*TASK TO CARRY OUT:* Find the line containing "One keypoint belongs to every instance. Tag the hardwood". Retype it and every line after it through the end of the entries, exactly as written, with nothing added.

*MATERIAL PROVIDED:*
>> Start

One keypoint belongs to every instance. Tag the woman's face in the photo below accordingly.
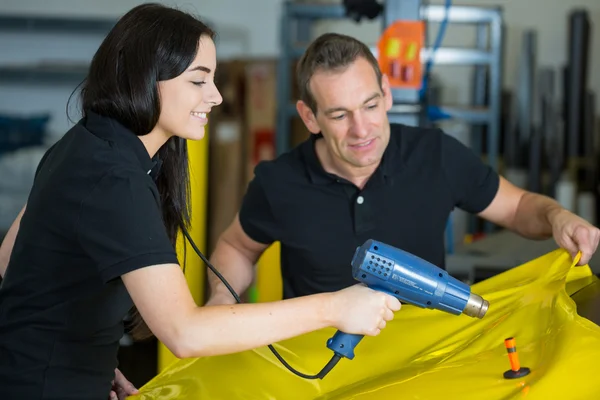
(187, 99)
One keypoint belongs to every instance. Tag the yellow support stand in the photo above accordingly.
(267, 285)
(194, 270)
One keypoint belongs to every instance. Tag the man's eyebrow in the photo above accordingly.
(200, 68)
(338, 109)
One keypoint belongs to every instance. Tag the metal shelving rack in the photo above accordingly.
(486, 58)
(50, 72)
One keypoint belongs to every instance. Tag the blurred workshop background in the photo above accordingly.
(517, 81)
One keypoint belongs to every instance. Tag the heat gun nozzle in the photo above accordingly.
(476, 306)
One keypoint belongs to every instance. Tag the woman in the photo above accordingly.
(97, 235)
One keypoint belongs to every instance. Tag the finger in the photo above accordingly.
(393, 303)
(375, 332)
(567, 243)
(583, 241)
(388, 315)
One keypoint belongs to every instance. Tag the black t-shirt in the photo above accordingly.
(320, 218)
(93, 215)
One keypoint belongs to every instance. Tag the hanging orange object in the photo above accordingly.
(399, 53)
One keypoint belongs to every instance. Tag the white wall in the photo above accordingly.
(250, 28)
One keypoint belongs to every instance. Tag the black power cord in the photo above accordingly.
(326, 369)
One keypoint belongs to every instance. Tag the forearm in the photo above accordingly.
(236, 267)
(8, 243)
(534, 215)
(226, 329)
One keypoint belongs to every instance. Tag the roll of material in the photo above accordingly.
(566, 194)
(577, 79)
(586, 206)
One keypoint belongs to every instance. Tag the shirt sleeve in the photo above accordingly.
(473, 184)
(121, 227)
(256, 216)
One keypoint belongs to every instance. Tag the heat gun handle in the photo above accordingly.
(343, 344)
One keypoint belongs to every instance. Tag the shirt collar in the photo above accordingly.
(113, 131)
(318, 175)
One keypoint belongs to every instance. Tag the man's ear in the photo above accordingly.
(308, 117)
(387, 92)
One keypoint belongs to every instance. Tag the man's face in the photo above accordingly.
(351, 114)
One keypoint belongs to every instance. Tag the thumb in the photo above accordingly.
(568, 244)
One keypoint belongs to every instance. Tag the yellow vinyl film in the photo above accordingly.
(426, 354)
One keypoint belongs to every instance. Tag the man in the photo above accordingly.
(358, 177)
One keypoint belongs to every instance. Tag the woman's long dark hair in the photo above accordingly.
(150, 43)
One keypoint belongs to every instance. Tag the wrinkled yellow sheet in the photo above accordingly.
(425, 354)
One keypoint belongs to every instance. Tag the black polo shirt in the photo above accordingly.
(320, 218)
(93, 214)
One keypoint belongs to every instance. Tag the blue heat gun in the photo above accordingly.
(410, 279)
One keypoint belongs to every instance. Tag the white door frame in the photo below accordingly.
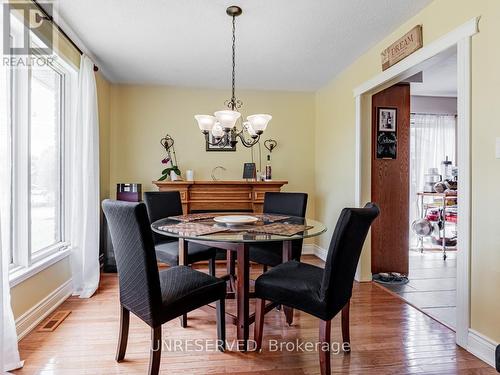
(461, 39)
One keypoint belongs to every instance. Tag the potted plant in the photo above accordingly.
(170, 161)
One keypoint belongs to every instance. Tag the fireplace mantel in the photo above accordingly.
(221, 195)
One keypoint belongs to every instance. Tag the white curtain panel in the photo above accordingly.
(9, 360)
(433, 138)
(85, 185)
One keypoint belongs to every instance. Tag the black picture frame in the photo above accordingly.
(249, 171)
(387, 130)
(209, 147)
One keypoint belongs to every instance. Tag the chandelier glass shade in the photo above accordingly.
(223, 126)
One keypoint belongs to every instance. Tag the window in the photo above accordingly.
(45, 164)
(36, 136)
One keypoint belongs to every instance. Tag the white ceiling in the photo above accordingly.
(281, 44)
(439, 79)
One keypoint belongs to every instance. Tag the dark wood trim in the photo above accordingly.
(221, 324)
(345, 327)
(123, 335)
(259, 323)
(287, 255)
(324, 352)
(155, 351)
(242, 284)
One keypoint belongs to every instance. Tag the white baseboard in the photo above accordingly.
(481, 346)
(31, 318)
(313, 249)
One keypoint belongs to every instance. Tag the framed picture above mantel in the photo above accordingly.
(212, 147)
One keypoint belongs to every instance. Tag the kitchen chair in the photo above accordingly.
(322, 293)
(156, 297)
(270, 254)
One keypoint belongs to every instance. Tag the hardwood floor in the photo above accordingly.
(387, 337)
(432, 287)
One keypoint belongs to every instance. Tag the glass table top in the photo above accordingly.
(241, 233)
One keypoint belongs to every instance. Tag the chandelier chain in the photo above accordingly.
(233, 97)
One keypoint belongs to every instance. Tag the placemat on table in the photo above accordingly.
(271, 217)
(280, 229)
(191, 217)
(191, 229)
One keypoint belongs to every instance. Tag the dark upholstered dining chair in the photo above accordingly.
(290, 204)
(154, 296)
(161, 204)
(270, 254)
(322, 293)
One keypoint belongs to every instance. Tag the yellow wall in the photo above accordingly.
(104, 96)
(335, 142)
(142, 115)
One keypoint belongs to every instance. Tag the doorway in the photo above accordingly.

>> End

*ANSWER FOR THE TASK:*
One keypoint belongs to every instance. Tag the hardwood floor in the photo above accordingly.
(387, 337)
(432, 287)
One keypoint belongs to every instance. Tag the glass table top in the photo above accordingly.
(241, 233)
One keypoint belongs to every instance. Tag the chandelier chain in the photo above accordingly.
(233, 97)
One keypoint belongs to every instance. Tag the placemat on table in the photo above accordingly.
(271, 217)
(280, 229)
(191, 217)
(191, 229)
One keypoint belongs to every instance. Tag the dark upholstered dining chair in the photo above accordingly.
(290, 204)
(154, 296)
(161, 204)
(270, 254)
(322, 293)
One keypoint belongs to every instance. Tag the yellow wall in the photo above accordingly.
(104, 96)
(335, 142)
(142, 115)
One keypoint belongs to every instance. Tag the doorway in the photo above accordingly.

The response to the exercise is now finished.